> _Teks yang Diberikan_
Setelah kalian mempelajari dan memahami ayat-ayat sebelumnya , sekarang saatnya mempelajari ayat selanjutnya , disini
Ayat 240-242: Menerangkan tentang ‘iddah wanita yang ditinggal wafat suaminya dan pemberian untuk wanita yang ditalak
وَالَّذِينَ
يُتَوَفَّوْنَ مِنْكُمْ وَيَذَرُونَ أَزْوَاجًا وَصِيَّةً لأزْوَاجِهِمْ
مَتَاعًا إِلَى الْحَوْلِ غَيْرَ إِخْرَاجٍ فَإِنْ خَرَجْنَ فَلا جُنَاحَ
عَلَيْكُمْ فِي مَا فَعَلْنَ فِي أَنْفُسِهِنَّ مِنْ مَعْرُوفٍ وَاللَّهُ
عَزِيزٌ حَكِيمٌ (٢٤٠) وَلِلْمُطَلَّقَاتِ مَتَاعٌ بِالْمَعْرُوفِ حَقًّا
عَلَى الْمُتَّقِينَ (٢٤١) كَذَلِكَ يُبَيِّنُ اللَّهُ لَكُمْ آيَاتِهِ
لَعَلَّكُمْ تَعْقِلُونَ (٢٤٢
Terjemah Surat Al Baqarah Ayat 240-242
240. Orang-orang yang akan meninggal dunia di antara kamu dan meninggalkan istri, hendaklah berwasiat untuk istri-istrinya[1], (yaitu) diberi nafkah sampai setahun[2] tanpa disuruh pindah (dari rumah)[3].

> _Data Tersimpan_
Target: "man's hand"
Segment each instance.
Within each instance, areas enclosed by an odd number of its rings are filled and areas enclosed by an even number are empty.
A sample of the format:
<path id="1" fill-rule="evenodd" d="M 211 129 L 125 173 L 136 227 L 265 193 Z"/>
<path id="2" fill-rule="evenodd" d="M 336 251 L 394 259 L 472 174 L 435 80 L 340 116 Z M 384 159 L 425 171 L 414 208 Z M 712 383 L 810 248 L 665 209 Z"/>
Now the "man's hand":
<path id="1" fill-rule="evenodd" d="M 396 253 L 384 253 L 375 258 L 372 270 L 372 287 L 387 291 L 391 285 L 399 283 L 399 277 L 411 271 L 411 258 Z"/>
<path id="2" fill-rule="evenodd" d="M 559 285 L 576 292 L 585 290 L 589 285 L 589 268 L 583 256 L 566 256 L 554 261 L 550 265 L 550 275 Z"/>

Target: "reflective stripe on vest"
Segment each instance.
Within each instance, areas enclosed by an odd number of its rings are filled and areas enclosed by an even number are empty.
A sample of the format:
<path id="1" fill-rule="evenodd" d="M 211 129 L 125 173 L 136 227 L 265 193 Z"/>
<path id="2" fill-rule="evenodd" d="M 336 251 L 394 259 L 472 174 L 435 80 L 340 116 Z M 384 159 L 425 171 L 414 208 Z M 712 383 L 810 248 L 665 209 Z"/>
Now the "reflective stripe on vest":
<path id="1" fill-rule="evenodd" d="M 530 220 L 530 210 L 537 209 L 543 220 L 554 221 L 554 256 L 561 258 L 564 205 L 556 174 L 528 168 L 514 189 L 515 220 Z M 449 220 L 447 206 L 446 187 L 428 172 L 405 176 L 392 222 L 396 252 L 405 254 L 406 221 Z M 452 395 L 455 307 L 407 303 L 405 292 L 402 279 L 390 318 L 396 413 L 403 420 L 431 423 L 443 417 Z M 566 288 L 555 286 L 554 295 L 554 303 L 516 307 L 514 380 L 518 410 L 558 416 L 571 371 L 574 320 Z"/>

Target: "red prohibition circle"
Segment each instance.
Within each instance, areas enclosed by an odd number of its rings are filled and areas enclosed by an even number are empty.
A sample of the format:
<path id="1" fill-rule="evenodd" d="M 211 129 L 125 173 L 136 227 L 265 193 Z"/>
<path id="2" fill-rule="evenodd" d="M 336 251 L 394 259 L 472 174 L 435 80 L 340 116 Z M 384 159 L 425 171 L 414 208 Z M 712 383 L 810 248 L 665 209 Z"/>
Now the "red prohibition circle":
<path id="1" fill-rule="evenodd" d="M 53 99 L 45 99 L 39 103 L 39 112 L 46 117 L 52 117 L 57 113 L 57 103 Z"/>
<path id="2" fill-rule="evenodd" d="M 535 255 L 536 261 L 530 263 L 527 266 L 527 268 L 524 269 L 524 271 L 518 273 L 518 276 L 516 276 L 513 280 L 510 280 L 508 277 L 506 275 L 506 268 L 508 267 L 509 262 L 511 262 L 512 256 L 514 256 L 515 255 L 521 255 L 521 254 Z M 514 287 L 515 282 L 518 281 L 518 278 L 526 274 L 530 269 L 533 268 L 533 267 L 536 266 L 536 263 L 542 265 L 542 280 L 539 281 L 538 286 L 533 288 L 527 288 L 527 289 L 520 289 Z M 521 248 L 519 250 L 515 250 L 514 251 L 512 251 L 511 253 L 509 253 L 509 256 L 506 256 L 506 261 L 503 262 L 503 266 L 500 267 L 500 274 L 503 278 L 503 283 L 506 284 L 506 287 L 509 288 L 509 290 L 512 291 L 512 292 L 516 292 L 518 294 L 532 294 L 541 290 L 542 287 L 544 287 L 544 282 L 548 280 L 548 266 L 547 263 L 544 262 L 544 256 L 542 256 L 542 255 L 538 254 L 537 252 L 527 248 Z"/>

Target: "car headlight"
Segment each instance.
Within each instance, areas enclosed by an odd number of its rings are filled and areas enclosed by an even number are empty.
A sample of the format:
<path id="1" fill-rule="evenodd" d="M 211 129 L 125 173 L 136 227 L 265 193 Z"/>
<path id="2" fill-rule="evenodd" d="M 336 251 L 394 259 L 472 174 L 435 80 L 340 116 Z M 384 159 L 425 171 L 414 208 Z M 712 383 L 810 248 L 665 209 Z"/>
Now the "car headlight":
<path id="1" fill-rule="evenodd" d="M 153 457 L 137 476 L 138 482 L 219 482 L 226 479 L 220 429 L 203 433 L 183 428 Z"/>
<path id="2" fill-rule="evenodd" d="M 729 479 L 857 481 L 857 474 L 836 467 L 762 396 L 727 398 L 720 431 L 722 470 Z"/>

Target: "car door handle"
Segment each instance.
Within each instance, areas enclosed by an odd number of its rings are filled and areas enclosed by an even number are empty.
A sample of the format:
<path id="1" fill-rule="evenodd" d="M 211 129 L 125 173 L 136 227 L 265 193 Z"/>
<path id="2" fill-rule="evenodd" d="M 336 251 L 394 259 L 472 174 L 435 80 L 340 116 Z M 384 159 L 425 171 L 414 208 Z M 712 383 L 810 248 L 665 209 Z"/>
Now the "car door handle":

> _Tugas Anda_
Tuliskan kembali tanpa perubahan bagian teks tentang Surat Al Baqarah ayat 240–242 yang dibuka dengan kata-kata yang memuat "Setelah kalian mempelajari" dan ditutup dengan "pindah (dari rumah)[3].".

> _Jawaban Latihan_
Setelah kalian mempelajari dan memahami ayat-ayat sebelumnya , sekarang saatnya mempelajari ayat selanjutnya , disini
Ayat 240-242: Menerangkan tentang ‘iddah wanita yang ditinggal wafat suaminya dan pemberian untuk wanita yang ditalak
وَالَّذِينَ
يُتَوَفَّوْنَ مِنْكُمْ وَيَذَرُونَ أَزْوَاجًا وَصِيَّةً لأزْوَاجِهِمْ
مَتَاعًا إِلَى الْحَوْلِ غَيْرَ إِخْرَاجٍ فَإِنْ خَرَجْنَ فَلا جُنَاحَ
عَلَيْكُمْ فِي مَا فَعَلْنَ فِي أَنْفُسِهِنَّ مِنْ مَعْرُوفٍ وَاللَّهُ
عَزِيزٌ حَكِيمٌ (٢٤٠) وَلِلْمُطَلَّقَاتِ مَتَاعٌ بِالْمَعْرُوفِ حَقًّا
عَلَى الْمُتَّقِينَ (٢٤١) كَذَلِكَ يُبَيِّنُ اللَّهُ لَكُمْ آيَاتِهِ
لَعَلَّكُمْ تَعْقِلُونَ (٢٤٢
Terjemah Surat Al Baqarah Ayat 240-242
240. Orang-orang yang akan meninggal dunia di antara kamu dan meninggalkan istri, hendaklah berwasiat untuk istri-istrinya[1], (yaitu) diberi nafkah sampai setahun[2] tanpa disuruh pindah (dari rumah)[3].